TASK ITEM: Write the next few paragraphs of the news article below on the PopART HIV prevention study, picking up right after its last sentence.

PROVIDED PASSAGE:
+++
SEATTLE, WASHINGTON—The recipe for ending HIV epidemics seems straightforward. Introduce widespread testing. Immediately put those who test positive on antiretroviral (ARV) drugs, which suppress the virus to undetectable levels so those people won’t infect others. The number of new infections will drop, and the epidemic will peter out.
But massive, costly studies done in the past few years have failed to show this strategy can reliably curb the spread of the virus, to the frustration of researchers. The latest and largest ever study presented here last week at the Conference on Retroviruses and Opportunistic Infections did show a modest benefit. But confusingly, there was almost no decline in infections in the study group where it was most expected.
Ending the HIV/AIDS epidemic may be harder than anticipated, it seems. “ARVs on their own are not the magic bullet,” says Collins Iwuji, an epidemiologist at Brighton and Sussex Medical School in the United Kingdom who helped run one of the earlier studies, a South African treatment as prevention (TasP) trial.
The new study, called Population Effects of Antiretroviral Therapy to Reduce HIV Transmission (PopART), included 1 million adults in Zambia and South Africa. When it began in late 2013, research had shown that ARVs can not only stave off disease, but also prevent people from infecting others. But whether these benefits would translate from an individual to an entire community was unclear.
+++
DATA:
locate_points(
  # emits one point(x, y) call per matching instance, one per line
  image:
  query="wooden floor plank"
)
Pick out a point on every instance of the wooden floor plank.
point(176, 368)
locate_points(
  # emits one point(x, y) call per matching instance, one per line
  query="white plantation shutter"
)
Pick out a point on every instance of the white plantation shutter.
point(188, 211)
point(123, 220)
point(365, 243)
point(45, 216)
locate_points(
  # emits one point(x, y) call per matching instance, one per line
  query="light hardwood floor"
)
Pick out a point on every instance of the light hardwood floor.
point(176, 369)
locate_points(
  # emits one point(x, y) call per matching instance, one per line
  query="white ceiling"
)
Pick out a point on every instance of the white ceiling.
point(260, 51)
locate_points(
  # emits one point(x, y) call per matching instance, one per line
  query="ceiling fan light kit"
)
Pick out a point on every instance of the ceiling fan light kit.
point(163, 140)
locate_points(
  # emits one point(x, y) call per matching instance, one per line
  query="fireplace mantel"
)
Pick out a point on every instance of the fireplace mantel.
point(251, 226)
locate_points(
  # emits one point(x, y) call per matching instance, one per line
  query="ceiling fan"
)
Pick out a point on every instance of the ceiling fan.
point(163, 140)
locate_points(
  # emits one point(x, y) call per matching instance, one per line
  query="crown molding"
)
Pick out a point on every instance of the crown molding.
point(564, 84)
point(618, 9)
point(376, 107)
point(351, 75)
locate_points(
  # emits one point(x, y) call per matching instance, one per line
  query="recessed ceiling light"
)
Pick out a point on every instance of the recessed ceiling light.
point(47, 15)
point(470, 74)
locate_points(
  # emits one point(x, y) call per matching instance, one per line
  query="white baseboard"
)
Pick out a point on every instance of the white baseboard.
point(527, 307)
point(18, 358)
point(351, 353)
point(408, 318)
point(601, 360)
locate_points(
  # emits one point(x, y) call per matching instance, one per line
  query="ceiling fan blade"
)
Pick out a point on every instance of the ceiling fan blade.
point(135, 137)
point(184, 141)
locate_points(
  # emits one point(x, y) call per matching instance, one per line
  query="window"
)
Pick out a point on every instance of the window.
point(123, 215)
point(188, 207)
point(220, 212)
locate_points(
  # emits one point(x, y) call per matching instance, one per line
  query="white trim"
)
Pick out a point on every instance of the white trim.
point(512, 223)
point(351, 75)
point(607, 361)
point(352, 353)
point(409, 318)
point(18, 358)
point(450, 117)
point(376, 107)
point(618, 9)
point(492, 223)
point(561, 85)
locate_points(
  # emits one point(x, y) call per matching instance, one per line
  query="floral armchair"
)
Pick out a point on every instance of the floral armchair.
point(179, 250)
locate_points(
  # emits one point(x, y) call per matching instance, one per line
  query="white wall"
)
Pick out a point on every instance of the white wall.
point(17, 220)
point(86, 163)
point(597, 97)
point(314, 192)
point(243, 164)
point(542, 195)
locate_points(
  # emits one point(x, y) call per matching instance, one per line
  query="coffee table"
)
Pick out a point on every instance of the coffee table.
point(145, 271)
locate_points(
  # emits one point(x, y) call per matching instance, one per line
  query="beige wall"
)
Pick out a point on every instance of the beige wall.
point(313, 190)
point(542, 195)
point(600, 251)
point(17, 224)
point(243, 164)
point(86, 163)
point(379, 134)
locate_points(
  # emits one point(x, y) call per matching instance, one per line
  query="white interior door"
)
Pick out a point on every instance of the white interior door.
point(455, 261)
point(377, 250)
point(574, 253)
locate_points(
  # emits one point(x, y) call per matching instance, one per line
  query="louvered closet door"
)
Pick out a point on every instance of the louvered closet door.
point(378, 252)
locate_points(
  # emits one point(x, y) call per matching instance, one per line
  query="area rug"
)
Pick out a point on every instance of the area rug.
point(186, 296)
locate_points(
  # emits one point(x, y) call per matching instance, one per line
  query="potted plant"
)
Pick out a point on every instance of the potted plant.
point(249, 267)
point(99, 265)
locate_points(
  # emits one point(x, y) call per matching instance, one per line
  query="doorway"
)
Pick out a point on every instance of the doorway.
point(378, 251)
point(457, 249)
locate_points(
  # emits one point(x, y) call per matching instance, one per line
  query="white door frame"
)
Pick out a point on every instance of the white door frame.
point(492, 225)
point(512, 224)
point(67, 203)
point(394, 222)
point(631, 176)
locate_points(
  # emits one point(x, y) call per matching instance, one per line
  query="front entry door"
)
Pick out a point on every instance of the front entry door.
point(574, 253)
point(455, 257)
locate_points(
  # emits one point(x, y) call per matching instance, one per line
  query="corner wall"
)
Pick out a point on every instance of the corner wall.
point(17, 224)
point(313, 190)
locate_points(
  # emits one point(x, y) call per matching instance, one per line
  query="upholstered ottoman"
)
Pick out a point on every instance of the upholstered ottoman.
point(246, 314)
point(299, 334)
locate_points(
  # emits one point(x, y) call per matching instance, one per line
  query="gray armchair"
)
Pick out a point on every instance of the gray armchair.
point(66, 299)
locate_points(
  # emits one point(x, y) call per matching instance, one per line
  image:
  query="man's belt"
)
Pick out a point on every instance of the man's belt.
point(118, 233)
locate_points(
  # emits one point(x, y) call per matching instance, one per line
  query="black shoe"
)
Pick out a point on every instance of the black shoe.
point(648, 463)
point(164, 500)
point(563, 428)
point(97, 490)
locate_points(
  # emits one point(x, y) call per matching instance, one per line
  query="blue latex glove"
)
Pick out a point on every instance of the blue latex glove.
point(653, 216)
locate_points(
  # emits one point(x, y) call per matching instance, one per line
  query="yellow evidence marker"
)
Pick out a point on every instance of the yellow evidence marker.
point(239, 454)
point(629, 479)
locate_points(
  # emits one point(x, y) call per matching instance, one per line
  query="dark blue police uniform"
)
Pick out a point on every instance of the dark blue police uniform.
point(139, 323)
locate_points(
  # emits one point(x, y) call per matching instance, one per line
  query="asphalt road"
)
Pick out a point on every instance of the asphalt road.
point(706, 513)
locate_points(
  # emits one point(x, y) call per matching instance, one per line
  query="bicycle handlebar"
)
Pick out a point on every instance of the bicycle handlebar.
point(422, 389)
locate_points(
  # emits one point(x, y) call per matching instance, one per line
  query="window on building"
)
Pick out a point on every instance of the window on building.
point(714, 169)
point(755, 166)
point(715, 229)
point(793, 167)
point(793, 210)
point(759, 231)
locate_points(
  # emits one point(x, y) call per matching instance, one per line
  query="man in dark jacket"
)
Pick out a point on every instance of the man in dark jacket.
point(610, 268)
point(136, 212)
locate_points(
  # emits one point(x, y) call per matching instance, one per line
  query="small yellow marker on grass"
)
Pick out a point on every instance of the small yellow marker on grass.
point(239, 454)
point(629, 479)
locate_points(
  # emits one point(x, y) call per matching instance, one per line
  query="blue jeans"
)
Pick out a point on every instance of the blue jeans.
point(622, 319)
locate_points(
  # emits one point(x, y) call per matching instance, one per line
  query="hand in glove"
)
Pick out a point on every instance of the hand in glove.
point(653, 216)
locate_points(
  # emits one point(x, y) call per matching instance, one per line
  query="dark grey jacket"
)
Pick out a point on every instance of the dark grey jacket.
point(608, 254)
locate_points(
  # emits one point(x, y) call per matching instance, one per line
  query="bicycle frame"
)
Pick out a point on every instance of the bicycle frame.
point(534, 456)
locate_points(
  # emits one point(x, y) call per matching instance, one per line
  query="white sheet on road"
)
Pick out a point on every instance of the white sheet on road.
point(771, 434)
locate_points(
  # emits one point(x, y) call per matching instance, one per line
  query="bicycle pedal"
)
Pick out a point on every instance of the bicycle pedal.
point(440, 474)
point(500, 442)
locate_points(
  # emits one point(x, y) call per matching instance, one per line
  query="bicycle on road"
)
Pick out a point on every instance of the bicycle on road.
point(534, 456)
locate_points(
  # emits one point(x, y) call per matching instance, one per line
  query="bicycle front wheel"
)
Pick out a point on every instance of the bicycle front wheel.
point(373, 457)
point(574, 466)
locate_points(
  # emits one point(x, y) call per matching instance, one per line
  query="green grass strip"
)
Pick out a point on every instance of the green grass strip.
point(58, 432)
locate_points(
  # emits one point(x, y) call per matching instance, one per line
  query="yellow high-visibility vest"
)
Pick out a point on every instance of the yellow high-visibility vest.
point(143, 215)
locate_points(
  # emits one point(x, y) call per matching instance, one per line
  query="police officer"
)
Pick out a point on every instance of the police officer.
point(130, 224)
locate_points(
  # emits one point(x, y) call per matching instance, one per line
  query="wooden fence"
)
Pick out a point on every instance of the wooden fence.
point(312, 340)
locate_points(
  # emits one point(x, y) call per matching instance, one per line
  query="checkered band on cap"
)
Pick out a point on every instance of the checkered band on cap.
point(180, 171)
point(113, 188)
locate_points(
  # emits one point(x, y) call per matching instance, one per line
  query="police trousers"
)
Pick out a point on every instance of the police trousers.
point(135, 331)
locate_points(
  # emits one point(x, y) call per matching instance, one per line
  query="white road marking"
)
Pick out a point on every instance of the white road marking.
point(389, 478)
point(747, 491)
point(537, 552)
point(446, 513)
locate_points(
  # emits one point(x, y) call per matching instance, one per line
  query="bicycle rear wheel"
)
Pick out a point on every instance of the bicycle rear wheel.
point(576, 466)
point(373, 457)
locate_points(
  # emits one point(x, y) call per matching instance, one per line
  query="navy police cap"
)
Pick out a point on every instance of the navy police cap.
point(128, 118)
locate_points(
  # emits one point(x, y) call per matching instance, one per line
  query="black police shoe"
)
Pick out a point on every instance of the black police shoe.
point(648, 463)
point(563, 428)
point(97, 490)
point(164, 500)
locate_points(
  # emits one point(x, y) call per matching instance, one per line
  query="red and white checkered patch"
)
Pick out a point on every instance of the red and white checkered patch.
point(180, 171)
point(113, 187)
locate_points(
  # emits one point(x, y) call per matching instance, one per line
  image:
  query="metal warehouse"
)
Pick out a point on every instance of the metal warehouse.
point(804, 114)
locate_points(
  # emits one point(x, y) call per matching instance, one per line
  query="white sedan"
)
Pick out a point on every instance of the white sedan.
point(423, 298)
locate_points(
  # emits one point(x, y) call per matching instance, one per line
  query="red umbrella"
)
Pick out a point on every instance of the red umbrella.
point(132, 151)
+++
REPLY:
PopART randomized 21 communities into three arms. One received annual house-to-house HIV testing and immediate treatment for those infected (A); another got the same testing, but treatment followed existing country guidelines and was offered only to HIV-infected people who already had evidence of some immune damage (B); and the third got no intervention from the study (C).
After 3 years, an analysis that sampled more than 12,000 people in each of the three arms found group B had 30% fewer new infections than group C. But in arm A, where presumably even more people were treated, the researchers found only 7% fewer infections than in arm C, which wasn’t a statistically significant difference. “When we first saw the results we thought it was the other way around, that arm A and B results got reversed,” says Richard Hayes of the London School of Hygiene & Tropical Medicine, who headed PopART. “We had four statisticians review the data. It’s true I’m afraid.”
“We have a lot of work to do” to explain the unexpected outcome, he adds. Among the factors that could have boosted the infection risk in A are migration of infected people, clustering of sexual networks that had highly infectious individuals, or more sexual risk taking.
François Dabis, who heads the French Agency for Research on AIDS and Viral Hepatitis in Paris and was the principal investigator of the earlier TasP study, says he’s heartened that PopART at least found an impact in arm B. TasP compared immediate treatment with treatment according to South African guidelines; the results, published last year, showed no population benefit from immediate treatment at all, likely because many people who tested positive didn’t seek the free care available.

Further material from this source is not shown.